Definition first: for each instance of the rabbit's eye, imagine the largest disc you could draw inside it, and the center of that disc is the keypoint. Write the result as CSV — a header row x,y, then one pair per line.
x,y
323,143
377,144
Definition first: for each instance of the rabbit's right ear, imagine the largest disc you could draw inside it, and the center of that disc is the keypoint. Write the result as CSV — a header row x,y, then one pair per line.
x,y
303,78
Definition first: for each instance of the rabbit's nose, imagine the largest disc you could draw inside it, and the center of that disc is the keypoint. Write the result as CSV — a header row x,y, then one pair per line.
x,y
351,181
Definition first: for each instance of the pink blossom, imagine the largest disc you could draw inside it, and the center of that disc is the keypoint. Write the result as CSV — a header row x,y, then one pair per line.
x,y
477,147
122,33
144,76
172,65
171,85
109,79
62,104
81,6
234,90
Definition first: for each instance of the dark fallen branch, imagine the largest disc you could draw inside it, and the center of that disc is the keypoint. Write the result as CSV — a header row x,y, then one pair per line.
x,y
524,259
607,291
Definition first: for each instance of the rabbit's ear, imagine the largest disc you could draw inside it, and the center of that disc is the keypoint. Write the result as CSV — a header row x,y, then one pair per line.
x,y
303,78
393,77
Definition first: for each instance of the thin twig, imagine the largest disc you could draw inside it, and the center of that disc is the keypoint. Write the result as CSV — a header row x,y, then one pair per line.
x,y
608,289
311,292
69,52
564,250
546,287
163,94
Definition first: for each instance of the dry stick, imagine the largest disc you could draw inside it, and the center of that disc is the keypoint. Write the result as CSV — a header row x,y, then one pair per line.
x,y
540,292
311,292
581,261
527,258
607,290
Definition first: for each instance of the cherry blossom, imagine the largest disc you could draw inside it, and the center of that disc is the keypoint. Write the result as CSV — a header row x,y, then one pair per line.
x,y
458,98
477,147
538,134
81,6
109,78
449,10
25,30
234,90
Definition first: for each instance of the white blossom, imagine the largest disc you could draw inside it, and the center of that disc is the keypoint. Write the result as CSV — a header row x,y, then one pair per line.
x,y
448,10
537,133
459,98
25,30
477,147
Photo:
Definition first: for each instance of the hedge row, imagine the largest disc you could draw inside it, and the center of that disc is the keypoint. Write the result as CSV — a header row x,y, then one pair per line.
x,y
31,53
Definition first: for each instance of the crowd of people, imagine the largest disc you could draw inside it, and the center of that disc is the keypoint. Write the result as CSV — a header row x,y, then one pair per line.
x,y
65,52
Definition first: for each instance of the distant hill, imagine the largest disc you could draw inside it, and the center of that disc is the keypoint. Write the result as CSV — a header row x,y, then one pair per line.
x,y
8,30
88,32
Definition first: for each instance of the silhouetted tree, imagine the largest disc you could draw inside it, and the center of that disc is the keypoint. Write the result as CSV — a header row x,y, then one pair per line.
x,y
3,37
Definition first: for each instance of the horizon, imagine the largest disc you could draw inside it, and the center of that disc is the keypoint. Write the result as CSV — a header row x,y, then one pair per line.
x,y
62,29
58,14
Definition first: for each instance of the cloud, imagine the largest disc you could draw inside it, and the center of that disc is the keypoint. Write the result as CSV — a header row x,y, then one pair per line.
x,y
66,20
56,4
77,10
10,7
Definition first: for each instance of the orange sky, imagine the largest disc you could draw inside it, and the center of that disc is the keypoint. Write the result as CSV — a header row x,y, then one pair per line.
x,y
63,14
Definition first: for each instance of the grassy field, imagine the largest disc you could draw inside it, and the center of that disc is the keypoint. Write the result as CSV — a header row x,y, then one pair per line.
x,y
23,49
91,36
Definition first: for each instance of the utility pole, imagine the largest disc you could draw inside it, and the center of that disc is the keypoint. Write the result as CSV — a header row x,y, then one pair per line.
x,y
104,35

━━━━━━━━━━

TASK GOAL: Copy the listing exactly as it stands.

RESPONSE AREA:
Definition first: for each instance of the rabbit's eye, imagine the largest disc you could draw inside it, and the center of that disc is the keypoint. Write the result as CSV — a header row x,y, then one pair per line.
x,y
323,143
377,144
Definition first: for each instance of the rabbit's right ear, imagine the largest disc you could draw inside it, and the center of that disc is the keypoint. Write the result as CSV — a header row x,y, then one pair per line.
x,y
303,78
Definition first: for each instance of the rabbit's nose, imagine the largest disc you could draw inside it, and the center of that disc is the keypoint. Write the result as CSV — a header row x,y, then one pair per line.
x,y
351,181
Definition first: for each instance of the pink blossom, imagine the largest disc you could draw inside it, and the center of that disc is the keypoint. Write the result as CSV — a header row x,y, then one pair per line.
x,y
477,147
122,33
144,76
172,65
171,85
109,79
62,104
81,6
234,90
Definition first: for each instance of the dark fallen branch, imagine the largest disc you could draw inside it, and the center of that disc is the keypoint. Write the result as CSV — a header row x,y, then one pair per line.
x,y
524,259
607,291
Definition first: for each instance of the rabbit's ear, imagine the largest disc you could draw inside it, and the center of that disc is the keypoint. Write the result as CSV — a header row x,y, then one pair per line.
x,y
303,78
393,77
Definition first: for each instance of the thin twig, imagine the largest disc you could draw inside it, and the center of that disc is the keypoint. Write the result as CSV — a header row x,y, then one pair per line.
x,y
608,289
311,292
69,52
564,250
546,287
163,94
Definition first: for each instance of the dry stick, imagine the largest disc you could draw inside it, and the center of that disc is the keypoint. Write the result as CSV — a header row x,y, then one pair per line.
x,y
540,292
311,292
581,261
527,258
607,290
Definition first: for each instance of the cherry blossom, imagine the largest disc you could draw inside it, and the center of that disc is the keypoint. Write the result as CSV — a header row x,y, then one pair per line.
x,y
458,98
477,147
538,134
81,6
109,78
449,10
25,30
234,90
Definition first: for each instance of the white blossom, imagine the largest disc you could draw inside it, and the center of that disc is the keypoint. Write the result as CSV — a header row x,y, then one pair per line.
x,y
448,10
537,133
459,98
25,30
477,147
Photo:
Definition first: for each instance of the hedge row, imagine the largest disc you could draw inside it, and the center of that disc is the keypoint. Write the result as CSV — a header row x,y, then one pair per line.
x,y
31,53
Definition first: for each instance of the crowd of people, imagine the largest disc you could draw inside it, and the center of that disc is the keypoint. Write the result as CSV — a header row x,y, then one pair per line.
x,y
65,52
Definition first: for each instance of the distant hill, imagine the largest disc you could draw inside it, and the center of that disc is the keypoint. Write the result as CSV — a header row x,y, then one pair per line.
x,y
8,30
88,32
Definition first: for each instance of the silhouetted tree, imagine the largest disc you could draw inside it, and the center of that disc is the keypoint. Write the result as CSV — a header row x,y, then one pair per line.
x,y
3,37
Definition first: for each instance of the horizon, imagine the largest disc you could draw inside it, and the center of that disc is the keypoint. Write the result as CSV — a header row x,y, then one pair per line.
x,y
62,29
58,14
Definition first: for each instance of the cloud, imagine the largest disc you could draw inside it, and the center of that disc is the keypoint. Write the result as CSV — a header row x,y, then one pair per line.
x,y
66,20
56,4
77,10
10,7
Definition first: for each instance of the orange sky, imagine the largest disc you could draw inside it, and the center of that disc is the keypoint. Write the result as CSV — a header row x,y, then one pair per line.
x,y
63,14
Definition first: for each instance of the grassy field, imagine the largest disc you could draw inside it, and the center of that disc is the keypoint. Write the result as CSV — a header row x,y, then one pair per line.
x,y
23,49
91,36
Definition first: for each instance of the utility pole, imagine the largest disc you could draw inside it, and the center of that disc is the keypoint. Write the result as CSV — a header row x,y, then one pair per line.
x,y
104,35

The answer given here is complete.